Exercise data section start

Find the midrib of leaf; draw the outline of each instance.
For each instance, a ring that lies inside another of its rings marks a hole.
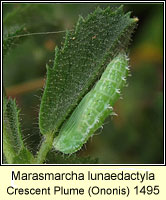
[[[53,68],[41,101],[41,133],[56,132],[78,102],[95,84],[103,70],[122,49],[127,49],[136,20],[122,7],[97,9],[75,31],[67,32],[64,46],[56,49]]]

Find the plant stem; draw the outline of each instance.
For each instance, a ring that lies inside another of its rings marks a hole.
[[[45,135],[45,138],[40,146],[37,157],[35,159],[36,164],[42,164],[45,161],[47,153],[52,148],[52,143],[54,139],[53,136],[54,134],[52,132]]]

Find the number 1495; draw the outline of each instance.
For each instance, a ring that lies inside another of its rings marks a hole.
[[[160,193],[159,185],[155,185],[155,186],[148,185],[148,186],[143,186],[143,187],[136,186],[134,189],[135,189],[136,195],[138,194],[158,195]]]

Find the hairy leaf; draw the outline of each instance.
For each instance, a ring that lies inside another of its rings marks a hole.
[[[15,100],[3,98],[3,153],[8,163],[20,163],[15,161],[17,157],[21,159],[20,155],[26,162],[29,162],[30,157],[32,159],[23,144],[19,112]]]
[[[80,17],[74,31],[67,31],[63,47],[56,48],[53,68],[47,66],[39,113],[43,134],[58,131],[110,60],[126,51],[135,24],[122,6],[98,8],[86,19]]]

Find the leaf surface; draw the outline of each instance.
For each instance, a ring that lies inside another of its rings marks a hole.
[[[136,20],[123,7],[96,9],[79,18],[74,31],[66,33],[56,48],[53,67],[47,66],[39,127],[42,134],[57,132],[83,96],[93,87],[119,51],[127,50]]]
[[[27,150],[23,143],[19,112],[15,100],[7,100],[4,96],[3,153],[8,163],[30,163],[30,160],[33,159],[32,154]],[[19,160],[19,162],[17,162],[17,160]]]

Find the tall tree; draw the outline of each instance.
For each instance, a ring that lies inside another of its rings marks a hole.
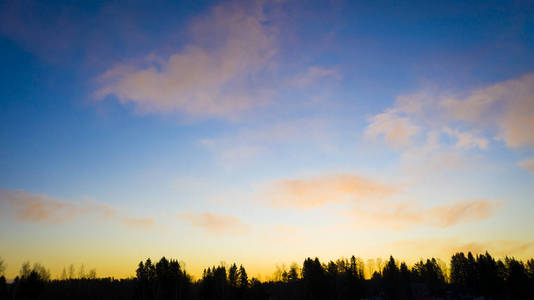
[[[237,287],[237,279],[238,279],[238,271],[236,264],[232,264],[230,266],[230,269],[228,269],[228,284],[230,287],[235,288]]]
[[[247,288],[248,287],[248,275],[247,271],[245,271],[245,268],[241,265],[239,266],[239,282],[238,285],[240,288]]]

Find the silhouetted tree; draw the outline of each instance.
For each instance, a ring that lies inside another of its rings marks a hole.
[[[378,261],[378,260],[377,260]],[[7,283],[0,276],[0,299],[19,300],[302,300],[302,299],[534,299],[534,259],[522,262],[506,257],[495,260],[489,253],[477,256],[456,253],[451,257],[450,281],[439,259],[417,262],[410,269],[393,256],[385,264],[377,263],[371,279],[365,280],[363,261],[355,256],[321,264],[307,258],[302,269],[292,264],[282,267],[275,281],[248,279],[245,268],[236,264],[213,266],[202,277],[191,277],[177,260],[162,257],[155,265],[150,259],[139,262],[136,278],[96,279],[94,270],[80,278],[50,280],[50,272],[40,264],[24,263],[19,276]],[[83,268],[80,268],[80,270]],[[300,271],[302,270],[302,276]],[[69,272],[71,273],[71,272]]]
[[[0,299],[7,299],[8,293],[7,293],[7,282],[4,275],[0,276]]]
[[[384,292],[389,297],[395,298],[400,280],[400,271],[393,256],[389,257],[388,262],[382,269],[382,286]]]
[[[523,262],[515,258],[504,259],[507,269],[506,283],[512,299],[528,298],[528,276]]]
[[[299,266],[297,263],[292,263],[291,266],[289,266],[287,279],[291,282],[295,282],[299,279]]]
[[[234,263],[228,269],[228,284],[230,285],[230,287],[232,287],[232,288],[237,287],[237,277],[238,277],[238,275],[239,274],[237,273],[237,266]]]
[[[50,271],[39,263],[24,262],[16,278],[14,296],[16,299],[37,299],[45,283],[50,280]]]
[[[412,299],[411,283],[410,283],[410,270],[406,263],[402,262],[399,268],[399,299]]]
[[[504,276],[502,275],[499,274],[497,262],[488,252],[479,255],[476,263],[477,294],[485,297],[501,298],[501,291],[504,286]]]
[[[327,285],[325,274],[319,258],[304,260],[302,265],[302,279],[304,281],[305,299],[325,299]]]
[[[0,257],[0,299],[7,299],[7,283],[4,277],[6,265],[4,260]]]
[[[6,264],[4,260],[0,257],[0,276],[4,276],[5,271],[6,271]]]
[[[451,283],[462,293],[474,293],[476,282],[475,260],[471,252],[466,257],[463,252],[451,257]]]
[[[425,284],[431,295],[445,293],[445,275],[435,258],[416,263],[412,272],[417,281]]]
[[[245,271],[245,268],[241,265],[239,266],[239,281],[238,286],[240,288],[247,288],[248,287],[248,275],[247,271]]]

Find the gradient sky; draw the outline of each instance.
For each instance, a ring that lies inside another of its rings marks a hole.
[[[2,1],[0,257],[534,255],[529,1]]]

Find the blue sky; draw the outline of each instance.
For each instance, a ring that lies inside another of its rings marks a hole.
[[[532,4],[1,7],[8,277],[534,251]]]

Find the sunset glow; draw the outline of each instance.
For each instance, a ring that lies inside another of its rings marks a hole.
[[[534,6],[409,2],[0,2],[6,278],[533,257]]]

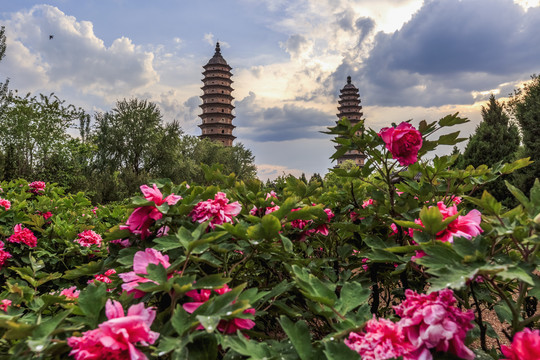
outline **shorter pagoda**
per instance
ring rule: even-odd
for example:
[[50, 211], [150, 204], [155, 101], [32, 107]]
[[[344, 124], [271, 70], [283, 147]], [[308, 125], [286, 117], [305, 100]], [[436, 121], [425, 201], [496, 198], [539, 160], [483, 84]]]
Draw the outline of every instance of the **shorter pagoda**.
[[204, 86], [201, 88], [204, 94], [201, 96], [202, 114], [199, 117], [202, 124], [199, 127], [202, 130], [200, 138], [207, 138], [212, 141], [219, 141], [225, 146], [232, 146], [236, 136], [232, 134], [234, 126], [232, 121], [234, 115], [232, 111], [233, 97], [231, 87], [231, 67], [227, 61], [221, 56], [219, 42], [216, 43], [216, 52], [208, 61], [204, 68]]
[[[362, 116], [362, 106], [360, 105], [360, 95], [358, 89], [351, 83], [351, 77], [347, 76], [347, 85], [340, 90], [339, 106], [337, 117], [339, 119], [346, 117], [349, 119], [351, 126], [355, 126], [360, 121], [364, 121]], [[361, 135], [358, 131], [356, 135]], [[336, 149], [339, 149], [341, 145], [337, 145]], [[360, 150], [349, 150], [337, 159], [336, 167], [343, 164], [346, 160], [352, 160], [357, 166], [364, 166], [364, 159], [366, 156]]]

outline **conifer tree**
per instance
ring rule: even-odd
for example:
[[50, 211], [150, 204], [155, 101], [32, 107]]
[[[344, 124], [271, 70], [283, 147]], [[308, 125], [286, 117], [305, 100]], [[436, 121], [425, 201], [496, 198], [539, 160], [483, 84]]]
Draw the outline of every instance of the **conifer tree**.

Exercise data section end

What you have to do:
Reproduce the records exactly, starting with their first line and ending with the line that contains "Find the leaf", though pictures should be dropped.

Written solution:
Find the midrib of leaf; draw the outline of each instance.
For each instance, a ring that lies inside another of its rings marks a hole.
[[[53,68],[41,101],[41,133],[56,132],[78,102],[95,84],[103,70],[122,49],[127,49],[136,20],[122,7],[97,9],[75,31],[67,32],[64,46],[56,49]]]

Find the plant stem; draw the outline of each instance.
For each instance, a ring that lies inside another of its rings marks a hole.
[[[45,135],[45,138],[40,146],[37,157],[35,159],[36,164],[42,164],[45,161],[47,153],[52,148],[52,143],[54,139],[53,136],[54,134],[52,132]]]

Find the number 1495; draw the outline of each instance.
For each instance, a ring that lies inside another of its rings marks a hole.
[[[160,193],[159,185],[155,185],[155,186],[148,185],[148,186],[143,186],[143,187],[136,186],[134,189],[135,189],[136,195],[138,194],[158,195]]]

Find the hairy leaf; draw the outline of each instance.
For each instance, a ring that lies inside another of its rings marks a hole.
[[[15,100],[3,98],[3,153],[8,163],[20,163],[15,161],[17,157],[21,159],[20,155],[26,162],[29,162],[30,157],[32,159],[23,144],[19,112]]]
[[[80,17],[74,31],[67,31],[63,47],[56,48],[53,68],[47,66],[39,113],[43,134],[58,131],[110,60],[126,51],[135,24],[122,6],[98,8],[86,19]]]

Find the leaf surface; draw the outline of each instance.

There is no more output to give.